> Exercise instructions:
Could you copy out, word for word, the lines of the listing below starting at the line that contains "If you could mark the green lawn" and ending at the listing's final line, with both of those lines included?
* start *
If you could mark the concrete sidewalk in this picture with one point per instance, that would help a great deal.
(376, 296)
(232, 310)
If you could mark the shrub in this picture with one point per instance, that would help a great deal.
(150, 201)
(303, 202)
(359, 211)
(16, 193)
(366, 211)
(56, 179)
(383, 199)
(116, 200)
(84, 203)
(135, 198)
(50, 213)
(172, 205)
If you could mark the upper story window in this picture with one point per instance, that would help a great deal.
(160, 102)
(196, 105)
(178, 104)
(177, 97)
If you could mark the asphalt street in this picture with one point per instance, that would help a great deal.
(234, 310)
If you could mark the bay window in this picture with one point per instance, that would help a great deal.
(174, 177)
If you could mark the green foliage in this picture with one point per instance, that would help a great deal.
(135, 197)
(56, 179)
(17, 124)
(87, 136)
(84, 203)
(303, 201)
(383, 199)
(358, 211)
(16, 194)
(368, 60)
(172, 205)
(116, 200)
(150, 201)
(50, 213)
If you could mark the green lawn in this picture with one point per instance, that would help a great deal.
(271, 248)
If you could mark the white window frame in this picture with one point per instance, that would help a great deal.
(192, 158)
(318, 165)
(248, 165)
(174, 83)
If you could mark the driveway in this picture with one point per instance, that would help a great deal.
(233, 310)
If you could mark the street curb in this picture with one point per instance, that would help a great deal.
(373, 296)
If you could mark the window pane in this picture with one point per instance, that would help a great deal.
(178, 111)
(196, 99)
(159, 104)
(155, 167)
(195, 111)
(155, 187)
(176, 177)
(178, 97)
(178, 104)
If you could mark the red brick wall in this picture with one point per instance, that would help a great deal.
* end *
> Solution for this problem:
If you could mark the green lawn in this picture with one point per instance, that would help a great deal.
(271, 248)
If you could mark the white window frame in this picture with one point per instance, that would help a great deal.
(192, 158)
(318, 165)
(248, 165)
(174, 83)
If you could mark the driveway in this picture with one point per instance, that would help a great deal.
(233, 310)
If you could mark the street curb in this picture with one point per instance, that would help a great deal.
(373, 296)
If you could mark the window pane in this picture with one point per instance, that would help a great deal.
(178, 111)
(196, 99)
(159, 104)
(155, 167)
(195, 111)
(155, 187)
(176, 177)
(178, 97)
(178, 104)
If you could mark the red brick wall in this picture with one point per instance, that would help a great deal.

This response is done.